THE TASK | Convert all of the lines below into a numbered list, omitting any blank lines.

RECORDS FOR THE EXERCISE |
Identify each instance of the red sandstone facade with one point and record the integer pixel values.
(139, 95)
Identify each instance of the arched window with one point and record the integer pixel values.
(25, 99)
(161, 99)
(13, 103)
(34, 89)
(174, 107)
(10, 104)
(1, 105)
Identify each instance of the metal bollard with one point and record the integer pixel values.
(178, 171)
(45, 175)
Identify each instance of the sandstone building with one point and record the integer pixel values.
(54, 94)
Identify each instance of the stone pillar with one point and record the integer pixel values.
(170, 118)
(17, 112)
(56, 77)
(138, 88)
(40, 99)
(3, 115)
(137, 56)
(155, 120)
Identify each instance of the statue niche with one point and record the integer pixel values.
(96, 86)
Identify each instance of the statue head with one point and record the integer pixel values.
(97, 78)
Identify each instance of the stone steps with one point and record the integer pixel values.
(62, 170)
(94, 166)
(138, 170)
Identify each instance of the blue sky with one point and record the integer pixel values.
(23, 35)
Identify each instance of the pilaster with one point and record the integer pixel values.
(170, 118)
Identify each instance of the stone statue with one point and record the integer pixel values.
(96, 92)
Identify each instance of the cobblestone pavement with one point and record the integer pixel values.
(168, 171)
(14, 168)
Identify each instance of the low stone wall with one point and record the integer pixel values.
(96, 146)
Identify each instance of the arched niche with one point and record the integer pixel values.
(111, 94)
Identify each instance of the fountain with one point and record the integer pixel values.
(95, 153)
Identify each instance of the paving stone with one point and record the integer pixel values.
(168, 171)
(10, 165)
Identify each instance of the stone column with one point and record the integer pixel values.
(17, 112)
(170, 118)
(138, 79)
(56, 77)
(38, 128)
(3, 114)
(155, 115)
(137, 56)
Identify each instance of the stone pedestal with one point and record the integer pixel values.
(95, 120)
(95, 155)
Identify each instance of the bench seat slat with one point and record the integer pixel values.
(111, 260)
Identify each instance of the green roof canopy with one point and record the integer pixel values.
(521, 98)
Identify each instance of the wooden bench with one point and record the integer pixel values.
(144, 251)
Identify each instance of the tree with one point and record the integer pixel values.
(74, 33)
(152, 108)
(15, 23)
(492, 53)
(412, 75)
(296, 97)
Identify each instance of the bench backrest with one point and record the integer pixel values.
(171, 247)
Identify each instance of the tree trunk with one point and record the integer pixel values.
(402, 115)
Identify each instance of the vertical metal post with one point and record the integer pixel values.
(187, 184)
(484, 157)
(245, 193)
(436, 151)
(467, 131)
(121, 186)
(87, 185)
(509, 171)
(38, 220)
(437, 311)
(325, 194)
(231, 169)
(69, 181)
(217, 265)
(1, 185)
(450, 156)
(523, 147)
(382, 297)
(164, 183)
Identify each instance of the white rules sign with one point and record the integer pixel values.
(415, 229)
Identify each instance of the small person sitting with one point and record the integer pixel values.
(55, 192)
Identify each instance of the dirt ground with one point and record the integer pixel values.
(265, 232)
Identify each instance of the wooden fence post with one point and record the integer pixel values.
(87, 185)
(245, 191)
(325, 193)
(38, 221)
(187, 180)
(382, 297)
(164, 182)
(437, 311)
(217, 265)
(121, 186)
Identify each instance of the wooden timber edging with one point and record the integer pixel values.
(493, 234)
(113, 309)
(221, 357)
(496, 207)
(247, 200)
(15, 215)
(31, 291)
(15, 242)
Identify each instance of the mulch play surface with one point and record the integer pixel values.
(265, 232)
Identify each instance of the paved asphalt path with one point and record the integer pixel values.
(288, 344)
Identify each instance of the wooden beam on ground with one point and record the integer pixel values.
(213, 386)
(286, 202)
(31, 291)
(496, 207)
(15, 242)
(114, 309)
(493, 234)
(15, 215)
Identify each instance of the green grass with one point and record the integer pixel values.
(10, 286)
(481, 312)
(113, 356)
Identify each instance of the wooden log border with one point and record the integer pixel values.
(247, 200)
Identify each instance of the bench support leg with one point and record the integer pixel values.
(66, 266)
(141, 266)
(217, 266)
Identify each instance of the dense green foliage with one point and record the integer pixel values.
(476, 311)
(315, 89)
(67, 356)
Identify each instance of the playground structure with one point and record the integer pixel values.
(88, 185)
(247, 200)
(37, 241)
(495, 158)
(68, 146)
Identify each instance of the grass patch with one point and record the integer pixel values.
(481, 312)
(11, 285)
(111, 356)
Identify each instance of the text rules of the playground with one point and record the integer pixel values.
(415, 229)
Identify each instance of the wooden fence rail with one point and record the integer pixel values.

THE ANSWER |
1. Identify each instance of the red sandstone facade with one point and record the integer pixel values.
2. (139, 95)
3. Identify each instance of the arched window with one point and record the integer pixel values.
4. (25, 99)
5. (161, 99)
6. (13, 103)
7. (34, 89)
8. (174, 107)
9. (10, 104)
10. (1, 105)
11. Identify each instance of the metal bollard with one point and record the integer pixel values.
12. (178, 171)
13. (45, 175)
14. Identify each instance of the sandstone building with one point and record the integer pixel values.
15. (54, 94)
16. Identify each instance of the stone pillar with one point and record the integer pixel values.
17. (170, 118)
18. (17, 112)
19. (56, 77)
20. (138, 88)
21. (40, 99)
22. (3, 115)
23. (137, 56)
24. (155, 120)
25. Identify each instance of the statue niche with one point and record the integer pixel values.
26. (96, 86)
27. Identify each instance of the statue head with one point and record the integer pixel values.
28. (97, 78)
29. Identify each instance of the stone steps with one point and record the integer pixel values.
30. (62, 170)
31. (94, 166)
32. (138, 170)
33. Identify each instance of the blue sky with one point and record the integer pixel values.
34. (23, 35)
35. Identify each instance of the pilaster with one point and record the integer pixel values.
36. (170, 118)
37. Identify each instance of the stone statue with one point and record the integer pixel values.
38. (96, 92)
39. Identify each instance of the cobblestone pavement with one point and record the integer pixel values.
40. (168, 171)
41. (14, 168)
42. Identify each instance of the low stone wall with one point and record the integer pixel values.
43. (96, 146)
44. Identify each instance of the arched niche with one point and record the integer pixel values.
45. (111, 94)
46. Identify each instance of the fountain with one point and record the integer pixel values.
47. (95, 153)
48. Identify each instance of the paving stone with one point and record the integer pixel values.
49. (168, 171)
50. (10, 165)
51. Identify each instance of the stone column with one point and record the integer pixel values.
52. (17, 112)
53. (170, 118)
54. (138, 79)
55. (56, 77)
56. (38, 128)
57. (3, 114)
58. (155, 115)
59. (137, 56)
60. Identify each instance of the stone pedestal with one point and record the integer pixel values.
61. (95, 120)
62. (95, 155)
63. Identify each instance of the bench seat slat with one point and record the integer pixel values.
64. (111, 260)
65. Identify each instance of the green roof canopy with one point and record the integer pixel values.
66. (521, 98)
67. Identify each instance of the wooden bench with one point and record the integer pixel values.
68. (144, 251)
69. Identify each instance of the tree with one point and record the integer pixel values.
70. (74, 33)
71. (152, 108)
72. (15, 23)
73. (492, 53)
74. (412, 75)
75. (296, 97)
76. Identify each instance of the bench backrest with one point and record the integer pixel values.
77. (171, 247)
78. Identify each instance of the tree trunk with one point and record the integer pixel values.
79. (402, 115)
80. Identify each instance of the vertical metal post with one point and record the integer pixel values.
81. (187, 184)
82. (484, 157)
83. (245, 193)
84. (436, 151)
85. (467, 131)
86. (121, 186)
87. (87, 185)
88. (509, 171)
89. (38, 220)
90. (437, 311)
91. (325, 194)
92. (231, 169)
93. (69, 181)
94. (217, 265)
95. (1, 185)
96. (450, 156)
97. (523, 147)
98. (382, 297)
99. (164, 183)
100. Identify each instance of the white rules sign with one point and record the integer pixel values.
101. (415, 229)
102. Identify each instance of the small person sitting with one point and record the integer pixel values.
103. (55, 192)
104. Identify each instance of the dirt ground with one point and record the integer pixel values.
105. (265, 232)
106. Identify each instance of the wooden fence post with one point and record the integer pixel values.
107. (87, 185)
108. (245, 191)
109. (325, 193)
110. (38, 221)
111. (187, 180)
112. (382, 297)
113. (164, 182)
114. (437, 311)
115. (217, 265)
116. (121, 186)
117. Identify each instance of the wooden timber edging with one point and record the integer pixel values.
118. (493, 234)
119. (113, 309)
120. (221, 357)
121. (496, 207)
122. (247, 200)
123. (15, 215)
124. (31, 291)
125. (15, 242)
126. Identify each instance of the mulch play surface with one point and record the integer pixel values.
127. (265, 232)
128. Identify each instance of the paved asphalt path with one point and record the integer pixel values.
129. (288, 344)
130. Identify each instance of the wooden beam on ground with one point and record the integer pixel values.
131. (213, 386)
132. (286, 202)
133. (31, 291)
134. (496, 207)
135. (15, 242)
136. (114, 309)
137. (493, 234)
138. (15, 215)
139. Identify each instance of the green grass with one point and record the integer pixel values.
140. (10, 286)
141. (481, 312)
142. (113, 356)
143. Identify each instance of the wooden log border with one point and record the integer pixel values.
144. (247, 200)
145. Identify each instance of the bench support leg with one point and record the integer pixel values.
146. (66, 266)
147. (141, 266)
148. (217, 266)
149. Identify each instance of the dense green foliage with one point and record the integer pixel values.
150. (476, 311)
151. (315, 89)
152. (67, 356)
153. Identify each instance of the playground structure with one point and record the integer pixel values.
154. (88, 185)
155. (247, 200)
156. (37, 241)
157. (495, 158)
158. (68, 146)
159. Identify each instance of the grass patch with one point and record the integer pixel values.
160. (481, 312)
161. (11, 285)
162. (111, 356)
163. Identify each instance of the text rules of the playground with one point and record the integer pixel values.
164. (415, 229)
165. Identify each instance of the wooden fence rail with one point and record the integer pixel values.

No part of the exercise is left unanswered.